» **Trecho fornecido**
De rigor, a Constituição não fala em
direito inviolável à vida em relação à
pessoa humana, mas ao ser humano,
ou seja, desde a concepção. Lembro-me, inclusive, do argumento do professor Jérôme Lejeune, da Academia
Francesa, para quem, se o nascituro
está vivo e não é um ser humano, então é um ser animal, de tal maneira
que todos os que defendem essa tese
admitem ter tido, no correr de sua vida, uma natureza animal, antes do
nascimento, e uma natureza humana,
depois dele.
Tais considerações são feitas, talvez, para justificar o interesse de alguns de transformar seres humanos,
em sua forma embrionária, em cobaias de laboratório, objetivando pesquisas no campo da medicina regenerativa. Por isso, sustentam que, enquanto embrião, o homem ainda não
seria ser humano.
Na minha pessoal visão, o que a
Constituição garante é o direito à vida, desde a concepção, sendo tal direito inviolável.

» **Listagem extraída**
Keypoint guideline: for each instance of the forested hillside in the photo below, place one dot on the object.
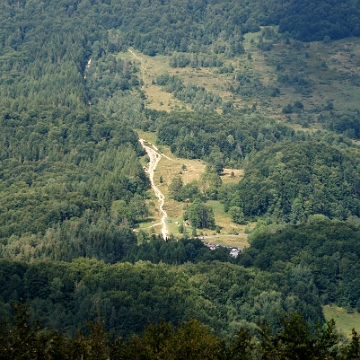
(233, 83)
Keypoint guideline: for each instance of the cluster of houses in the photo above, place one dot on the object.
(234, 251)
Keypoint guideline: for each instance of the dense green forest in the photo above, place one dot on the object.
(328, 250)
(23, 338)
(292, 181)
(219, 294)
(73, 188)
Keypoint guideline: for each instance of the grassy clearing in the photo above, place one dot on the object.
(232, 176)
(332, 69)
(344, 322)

...

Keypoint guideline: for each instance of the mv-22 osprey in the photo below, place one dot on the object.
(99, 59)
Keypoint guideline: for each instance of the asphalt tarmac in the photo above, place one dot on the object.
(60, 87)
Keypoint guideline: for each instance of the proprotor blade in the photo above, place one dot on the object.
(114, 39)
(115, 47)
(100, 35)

* * *

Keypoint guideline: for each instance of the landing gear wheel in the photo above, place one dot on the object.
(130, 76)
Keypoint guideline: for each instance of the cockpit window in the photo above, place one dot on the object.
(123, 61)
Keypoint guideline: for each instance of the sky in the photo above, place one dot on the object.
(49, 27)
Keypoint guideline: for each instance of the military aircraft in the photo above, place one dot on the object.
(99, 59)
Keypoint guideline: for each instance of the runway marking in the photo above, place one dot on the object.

» **Tarefa**
Escreva a continuação do trecho sobre o direito constitucional à vida desde a concepção, começando logo após a última frase. A listagem vem de uma fonte diferente da do trecho.

» **Resultado da tarefa**
E também aqui um esclarecimento
faz-se necessário, agora, do ponto de
vista da biomedicina.
Em 1998, J. Thomson isolou, do
embrião humano, as CTEH (células-tronco embrionárias humanas), gerando grande expectativa na comunidade científica, pois, apesar de provirem da destruição de seres humanos
no seu estágio embrionário, poderiam ser utilizadas para a cura de inúmeras doenças.
Até hoje, todavia, após dez anos de
estudos e pesquisas em países que
ainda permitem a destruição de embriões humanos -muitos países em
estágio superior de civilização a proíbem; outros já estão deixando de lado
tais investigações-, não se conseguiu
nenhum resultado positivo, apesar
dos bilhões de dólares aplicados.
O grande argumento é o de que tais
células seriam "pluripotentes" e,
quando as investigações forem bem
sucedidas, poderiam curar um número maior de doenças.
As investigações com células-tronco adultas, apesar de já apresentarem
resultados positivos, sendo utilizadas
por mais de 20 mil pessoas em estudos clínicos e terapias de 73 tipos de
doenças, eram consideradas, pela comunidade acadêmica, de espectro
menos abrangente, pois apenas "multipotentes", não podendo produzir os
mesmos efeitos regeneradores das
embrionárias.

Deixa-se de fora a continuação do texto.